### What the task asks
Your reply should contain every record, restated word for word.

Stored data
_____

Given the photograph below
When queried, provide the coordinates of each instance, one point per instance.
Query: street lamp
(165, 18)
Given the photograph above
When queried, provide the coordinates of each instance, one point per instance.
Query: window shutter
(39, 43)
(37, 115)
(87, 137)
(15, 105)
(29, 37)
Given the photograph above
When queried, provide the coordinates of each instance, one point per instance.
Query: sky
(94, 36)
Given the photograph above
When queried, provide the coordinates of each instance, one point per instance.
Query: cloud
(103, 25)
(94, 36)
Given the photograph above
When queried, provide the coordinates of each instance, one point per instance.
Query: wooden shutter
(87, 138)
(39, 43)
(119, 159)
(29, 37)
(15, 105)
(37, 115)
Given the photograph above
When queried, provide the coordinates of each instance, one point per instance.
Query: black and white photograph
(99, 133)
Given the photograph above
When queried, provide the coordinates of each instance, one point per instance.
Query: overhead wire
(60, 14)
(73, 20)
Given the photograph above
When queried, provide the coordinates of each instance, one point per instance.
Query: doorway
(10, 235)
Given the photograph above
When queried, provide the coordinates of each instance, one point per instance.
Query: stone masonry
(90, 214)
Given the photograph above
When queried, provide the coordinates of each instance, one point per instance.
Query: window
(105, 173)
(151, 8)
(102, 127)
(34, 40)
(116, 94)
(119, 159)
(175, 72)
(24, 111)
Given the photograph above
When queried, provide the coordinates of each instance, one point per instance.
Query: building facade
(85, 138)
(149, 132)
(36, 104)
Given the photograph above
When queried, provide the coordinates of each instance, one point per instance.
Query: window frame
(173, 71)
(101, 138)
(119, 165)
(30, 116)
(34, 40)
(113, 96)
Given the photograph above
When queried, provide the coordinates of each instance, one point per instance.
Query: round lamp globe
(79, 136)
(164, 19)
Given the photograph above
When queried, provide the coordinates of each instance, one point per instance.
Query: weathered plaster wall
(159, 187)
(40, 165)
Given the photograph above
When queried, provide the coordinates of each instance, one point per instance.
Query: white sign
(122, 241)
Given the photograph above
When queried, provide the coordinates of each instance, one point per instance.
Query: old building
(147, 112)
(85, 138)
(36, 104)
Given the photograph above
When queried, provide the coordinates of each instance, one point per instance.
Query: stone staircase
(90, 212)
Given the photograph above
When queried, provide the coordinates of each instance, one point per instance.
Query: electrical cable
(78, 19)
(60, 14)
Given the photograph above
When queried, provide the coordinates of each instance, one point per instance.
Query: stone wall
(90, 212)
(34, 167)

_____

### Solution
Given the photograph below
When queried, provide the coordinates of each instance, one point per instance.
Query: street lamp
(165, 18)
Given the photograph above
When queried, provide the coordinates of each instance, one point per instance.
Query: window shutter
(39, 43)
(37, 115)
(87, 137)
(15, 105)
(29, 37)
Given the photograph above
When queried, provide the coordinates of each instance, one point per instance.
Query: sky
(94, 36)
Given the photograph above
When queried, provide the coordinates of each instance, one point per instance.
Query: cloud
(103, 25)
(94, 36)
Given the photograph above
When queried, provide the coordinates of each instance, one point per instance.
Query: wooden shutter
(87, 138)
(39, 43)
(119, 159)
(29, 37)
(15, 105)
(37, 115)
Given the photograph above
When queried, provide the coordinates of each instance, one point per instance.
Query: black and white photograph
(99, 133)
Given the photograph above
When queried, provide the coordinates of each instance, one point per instance.
Query: overhead wire
(60, 14)
(73, 20)
Given the photograph above
When queried, provide the coordinates of each instance, one point per instance.
Query: doorway
(10, 235)
Given the photograph above
When queried, provide the coordinates of each instance, one point per instance.
Query: stone masonry
(90, 214)
Given the photograph above
When queried, provide the coordinates of each instance, one point per instance.
Query: window
(105, 173)
(151, 8)
(102, 127)
(34, 40)
(116, 94)
(119, 159)
(175, 72)
(24, 111)
Given the photograph above
When queried, provide the coordinates of each instance, one point per instance.
Query: building facade
(85, 138)
(149, 132)
(36, 104)
Given the photograph above
When queried, provide the coordinates of each instance, one point per instance.
Query: window frame
(173, 71)
(101, 138)
(119, 165)
(30, 116)
(34, 40)
(113, 96)
Given the photograph above
When queried, provide the coordinates of each instance, one point per instance.
Query: round lamp globe
(79, 136)
(164, 19)
Given the photograph above
When queried, provide the coordinates of each instance, one point per instance.
Query: weathered plaster wall
(159, 187)
(40, 165)
Given the photograph above
When queried, provide the coordinates of each instance, one point per instance.
Query: white sign
(122, 241)
Given the photograph above
When queried, provide the coordinates of each instance, one point per instance.
Query: old building
(147, 112)
(85, 138)
(36, 104)
Given the photograph above
When queried, provide the coordinates of each instance, one point per instance.
Query: stone staircase
(90, 212)
Given the photograph above
When queried, provide the coordinates of each instance, one point per instance.
Query: electrical cable
(78, 19)
(60, 14)
Given the photograph above
When queried, provide the coordinates of each instance, one point per instance.
Query: stone wall
(90, 212)
(34, 167)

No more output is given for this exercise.